ENTRIES SUPPLIED:

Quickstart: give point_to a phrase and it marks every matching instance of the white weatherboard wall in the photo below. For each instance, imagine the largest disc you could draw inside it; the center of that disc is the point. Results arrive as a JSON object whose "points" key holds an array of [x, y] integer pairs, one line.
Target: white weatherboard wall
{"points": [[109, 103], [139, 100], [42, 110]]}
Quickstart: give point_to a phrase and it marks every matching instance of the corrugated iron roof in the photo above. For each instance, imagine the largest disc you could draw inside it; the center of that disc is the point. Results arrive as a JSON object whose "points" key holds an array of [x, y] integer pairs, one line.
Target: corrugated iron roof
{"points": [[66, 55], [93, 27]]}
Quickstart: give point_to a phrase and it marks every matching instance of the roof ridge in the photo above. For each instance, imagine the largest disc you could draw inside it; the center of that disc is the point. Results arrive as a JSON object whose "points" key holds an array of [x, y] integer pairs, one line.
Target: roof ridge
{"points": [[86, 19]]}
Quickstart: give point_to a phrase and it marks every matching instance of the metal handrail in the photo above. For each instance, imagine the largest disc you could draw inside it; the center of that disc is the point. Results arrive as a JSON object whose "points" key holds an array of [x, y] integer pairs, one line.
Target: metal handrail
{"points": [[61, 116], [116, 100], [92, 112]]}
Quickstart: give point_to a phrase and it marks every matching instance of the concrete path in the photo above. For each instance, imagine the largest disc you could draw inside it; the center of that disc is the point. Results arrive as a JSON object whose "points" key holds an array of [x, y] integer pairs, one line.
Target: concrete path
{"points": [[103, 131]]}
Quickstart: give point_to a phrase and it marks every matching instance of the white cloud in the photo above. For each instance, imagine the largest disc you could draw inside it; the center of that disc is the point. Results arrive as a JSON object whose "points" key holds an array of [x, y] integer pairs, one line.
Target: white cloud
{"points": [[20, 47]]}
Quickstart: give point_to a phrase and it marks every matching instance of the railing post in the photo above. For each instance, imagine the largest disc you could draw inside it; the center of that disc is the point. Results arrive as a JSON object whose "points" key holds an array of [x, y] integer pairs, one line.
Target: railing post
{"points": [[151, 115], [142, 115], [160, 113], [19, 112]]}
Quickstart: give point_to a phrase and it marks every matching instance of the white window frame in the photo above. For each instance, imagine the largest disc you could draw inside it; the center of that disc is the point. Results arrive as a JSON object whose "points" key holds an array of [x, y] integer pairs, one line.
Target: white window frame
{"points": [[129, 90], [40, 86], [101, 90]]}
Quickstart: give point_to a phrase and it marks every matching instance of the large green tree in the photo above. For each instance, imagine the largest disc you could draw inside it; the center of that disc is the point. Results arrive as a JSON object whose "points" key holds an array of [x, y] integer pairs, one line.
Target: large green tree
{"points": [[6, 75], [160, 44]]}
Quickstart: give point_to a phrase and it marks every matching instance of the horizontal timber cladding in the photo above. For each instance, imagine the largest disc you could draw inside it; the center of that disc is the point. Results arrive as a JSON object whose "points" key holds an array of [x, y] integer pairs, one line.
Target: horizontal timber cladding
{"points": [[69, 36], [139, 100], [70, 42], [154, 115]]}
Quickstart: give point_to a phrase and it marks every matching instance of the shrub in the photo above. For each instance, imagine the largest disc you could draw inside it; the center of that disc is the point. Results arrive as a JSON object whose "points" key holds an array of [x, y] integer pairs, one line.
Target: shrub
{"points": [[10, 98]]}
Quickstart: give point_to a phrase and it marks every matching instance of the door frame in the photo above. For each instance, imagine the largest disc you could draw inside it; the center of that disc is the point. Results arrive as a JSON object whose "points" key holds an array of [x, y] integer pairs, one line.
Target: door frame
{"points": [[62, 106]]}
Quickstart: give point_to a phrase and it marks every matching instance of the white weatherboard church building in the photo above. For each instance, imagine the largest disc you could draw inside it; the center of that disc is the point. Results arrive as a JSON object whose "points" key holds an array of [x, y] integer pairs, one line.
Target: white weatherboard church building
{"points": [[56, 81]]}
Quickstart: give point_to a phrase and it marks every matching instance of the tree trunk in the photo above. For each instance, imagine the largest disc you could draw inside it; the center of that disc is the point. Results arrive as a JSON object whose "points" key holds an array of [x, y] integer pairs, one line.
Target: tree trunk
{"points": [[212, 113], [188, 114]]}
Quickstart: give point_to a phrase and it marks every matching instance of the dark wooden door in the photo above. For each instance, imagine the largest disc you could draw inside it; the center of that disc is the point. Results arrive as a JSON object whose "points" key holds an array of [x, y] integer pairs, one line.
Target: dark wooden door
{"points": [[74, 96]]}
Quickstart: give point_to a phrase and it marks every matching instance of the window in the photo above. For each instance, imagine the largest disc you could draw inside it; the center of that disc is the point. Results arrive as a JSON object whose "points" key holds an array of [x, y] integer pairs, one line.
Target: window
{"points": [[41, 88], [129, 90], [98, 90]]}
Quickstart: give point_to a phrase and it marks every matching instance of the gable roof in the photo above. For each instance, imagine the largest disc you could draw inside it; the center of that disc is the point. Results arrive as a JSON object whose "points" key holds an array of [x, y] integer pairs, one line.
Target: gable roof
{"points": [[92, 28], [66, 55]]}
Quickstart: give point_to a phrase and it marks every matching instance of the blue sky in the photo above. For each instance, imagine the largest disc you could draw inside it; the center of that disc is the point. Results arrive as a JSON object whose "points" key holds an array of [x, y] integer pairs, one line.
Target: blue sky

WHAT TO DO:
Rewrite the listing above, swapping each occurrence of "largest disc" for "largest circle" and keeping every other character as it is.

WORKED ANSWER:
Quickstart: give point_to a phrase and it marks every matching instance of the white weatherboard wall in the photo below. For each instance, imagine the largest circle you could draw inside it; the center of that disc is the point. Results arrive as a JSON object whose "points" key holds an array of [x, y] integer pairs, one line.
Target: white weatherboard wall
{"points": [[109, 103], [139, 100], [42, 110]]}
Quickstart: give point_to a phrase and it marks every matching instance of the corrugated iron roof in the photo above. For each instance, imagine the largest circle you could draw inside it; the center of that disc is the point. Results arrive as a JSON object whose "points" key holds an array of [x, y] integer pairs, one line.
Target: corrugated iron roof
{"points": [[66, 55], [93, 27]]}
Quickstart: give point_to a phrase and it marks every matching instance of the roof ridge in the photo above. For each instance, imagine the largest circle you could draw inside it; the center of that disc is the point. Results arrive as a JSON object whose "points" key holds an array of [x, y] integer pairs, one line.
Target: roof ridge
{"points": [[86, 19]]}
Quickstart: give point_to a phrase and it marks every matching instance of the metal handrail in the photo above. For each instance, imagine the largest circle you could draw inside it; the center of that disc is the point. Results arrive as a JSON object whose "points" key holds an array of [x, y] integer pairs, one line.
Target: metal handrail
{"points": [[61, 116], [116, 100], [92, 112]]}
Quickstart: give point_to a phrase and it marks every matching instance of the concrete path in the photo above. For each instance, imagine the largest circle you could draw inside it; the center of that disc is the point. Results arrive as a JSON object whose "points" key holds an array of [x, y] integer pairs, one line.
Target: concrete path
{"points": [[103, 131]]}
Quickstart: give point_to a phrase and it marks every matching instance of the white cloud in the photo above. For each instance, imagine the largest circle you could draw inside it; the center of that disc is the point. Results arrive as a JSON object whose "points" key holds an array of [x, y] integer pairs, one line.
Target: white cloud
{"points": [[20, 47]]}
Quickstart: give point_to a phrase and it marks every matching instance of the railing post in the photo above. For each instance, imagine the largest circle you could draw inside it; the center of that disc is the point. Results arrive as a JSON object whose "points" key holds an array of [x, y] integer pairs, one line.
Target: railing post
{"points": [[151, 115], [142, 115], [160, 113], [19, 112]]}
Quickstart: give point_to a phrase and it marks every matching instance of the white window frame in the photo above. For each instance, imagine the largest circle you could draw inside it; the center of that disc is the point. Results arrive as a JSON object whose "points" key holds an array of [x, y] integer pairs, one line.
Target: white window frame
{"points": [[129, 90], [40, 86], [101, 90]]}
Quickstart: give point_to a phrase and it marks every matching instance of the large green tree in the photo above. For each instance, imagine the largest circle you could draw inside it; the center of that disc is the point. Results arrive as a JSON object whose "points" key holds an array of [x, y] integer pairs, one line.
Target: large green tree
{"points": [[6, 75], [160, 44]]}
Quickstart: give point_to a phrase and it marks every matching instance of the horizontal timber cladding in the photo above. For each instance, imagine the largest circle you could draw inside it; the center of that disc is the point. Results arrive as a JSON object whose "points" key holds an array of [x, y] integer pairs, one line.
Target: horizontal timber cladding
{"points": [[69, 36], [139, 100], [70, 42], [154, 115]]}
Quickstart: give point_to a phrase and it marks every matching instance of the shrub in the photo above. For each instance, imagine the largest circle you could draw inside it; the center of that disc is the point. Results arrive as a JSON object whose "points" key holds an array of [x, y] integer pairs, one line.
Target: shrub
{"points": [[10, 98]]}
Quickstart: give point_to a phrase and it marks every matching instance of the door frame in the photo above. For each instance, imagine the largest circle you could draw inside it; the center of that disc is the point. Results arrive as a JSON object whose "points" key holds an array of [x, y] integer pairs, one line.
Target: door frame
{"points": [[62, 106]]}
Quickstart: give point_to a phrase and it marks every matching instance of the white weatherboard church building in the photo above. For each instance, imagine the largest circle you could draw inside it; the center of that disc is the point. Results arrive as a JSON object whose "points" key holds an array of [x, y] integer pairs, one line.
Target: white weatherboard church building
{"points": [[56, 81]]}
Quickstart: give point_to a phrase and it marks every matching instance of the tree trunk in the photo above. For each instance, imagine the largest circle you could draw inside it; the center of that disc is the point. Results arrive as a JSON object whose "points" key holds an array of [x, y] integer pairs, one line.
Target: tree trunk
{"points": [[212, 113], [188, 114]]}
Quickstart: give point_to a phrase and it marks every matching instance of the dark wooden door in the photo above. For each instance, imagine the largest circle you could draw inside it; the center of that disc is the point. Results arrive as a JSON object whose "points" key holds an array of [x, y] integer pairs, one line.
Target: dark wooden door
{"points": [[74, 96]]}
Quickstart: give point_to a phrase and it marks every matching instance of the window in the photo above. For each instance, imagine the largest circle you could draw inside it; the center of that disc is the point. Results arrive as a JSON object whose "points" key holds an array of [x, y] integer pairs, one line.
Target: window
{"points": [[41, 88], [129, 90], [98, 90]]}
Quickstart: give point_to a phrase and it marks every matching instance of the gable roof in the photo above. For each instance, imagine the largest circle you could draw inside it; the center of that disc is the point. Results arrive as a JSON object whose "points" key holds an array of [x, y] integer pairs, one line.
Target: gable roof
{"points": [[92, 28], [66, 55]]}
Quickstart: give point_to a phrase and it marks every matching instance of the blue sky in the photo above. For each instance, imagine the largest circle you could draw inside it; the center of that disc is the point. Results arrive as a JSON object whose "points" key holds an array of [x, y] integer pairs, one line.
Target: blue sky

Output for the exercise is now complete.